Pull out every line of the listing below that contains the word "mountain", where case counts.
** Start of MATERIAL PROVIDED **
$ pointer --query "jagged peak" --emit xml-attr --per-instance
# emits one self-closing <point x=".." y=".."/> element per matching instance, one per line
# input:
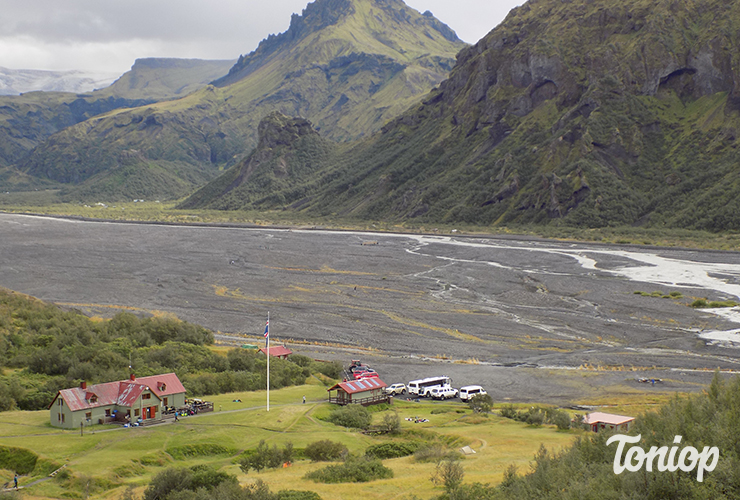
<point x="322" y="14"/>
<point x="277" y="129"/>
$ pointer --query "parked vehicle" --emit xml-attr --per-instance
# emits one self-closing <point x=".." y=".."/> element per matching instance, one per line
<point x="470" y="391"/>
<point x="396" y="389"/>
<point x="358" y="371"/>
<point x="422" y="386"/>
<point x="442" y="392"/>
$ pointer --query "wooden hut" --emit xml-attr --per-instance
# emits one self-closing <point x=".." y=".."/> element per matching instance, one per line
<point x="597" y="421"/>
<point x="367" y="391"/>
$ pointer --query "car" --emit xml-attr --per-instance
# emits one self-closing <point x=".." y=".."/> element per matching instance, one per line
<point x="446" y="392"/>
<point x="470" y="391"/>
<point x="396" y="389"/>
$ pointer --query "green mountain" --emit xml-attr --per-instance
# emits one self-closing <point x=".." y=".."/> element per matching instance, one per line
<point x="581" y="112"/>
<point x="158" y="79"/>
<point x="26" y="121"/>
<point x="347" y="65"/>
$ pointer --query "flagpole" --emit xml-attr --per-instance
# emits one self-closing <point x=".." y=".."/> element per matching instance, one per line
<point x="267" y="328"/>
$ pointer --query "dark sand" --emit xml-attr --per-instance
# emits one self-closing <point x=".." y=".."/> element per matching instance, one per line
<point x="517" y="316"/>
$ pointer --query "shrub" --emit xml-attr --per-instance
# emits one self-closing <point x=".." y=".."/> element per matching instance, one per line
<point x="449" y="473"/>
<point x="198" y="450"/>
<point x="391" y="450"/>
<point x="325" y="450"/>
<point x="170" y="481"/>
<point x="560" y="418"/>
<point x="352" y="416"/>
<point x="354" y="470"/>
<point x="391" y="423"/>
<point x="297" y="495"/>
<point x="481" y="403"/>
<point x="508" y="411"/>
<point x="264" y="457"/>
<point x="18" y="460"/>
<point x="434" y="453"/>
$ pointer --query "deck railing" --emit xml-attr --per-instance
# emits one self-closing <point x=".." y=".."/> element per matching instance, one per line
<point x="371" y="400"/>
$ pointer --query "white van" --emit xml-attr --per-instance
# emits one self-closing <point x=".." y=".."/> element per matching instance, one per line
<point x="421" y="387"/>
<point x="469" y="391"/>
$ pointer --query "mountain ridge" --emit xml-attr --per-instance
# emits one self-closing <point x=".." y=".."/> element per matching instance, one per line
<point x="348" y="78"/>
<point x="639" y="129"/>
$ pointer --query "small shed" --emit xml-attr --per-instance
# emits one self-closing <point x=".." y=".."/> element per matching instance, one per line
<point x="278" y="351"/>
<point x="367" y="391"/>
<point x="597" y="421"/>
** End of MATERIAL PROVIDED **
- THE REPLY -
$ pointer --query "green mountain" --emit xml-attr --per-instance
$ pointer --query "mountain ridge" --emit xml-attr --per-instance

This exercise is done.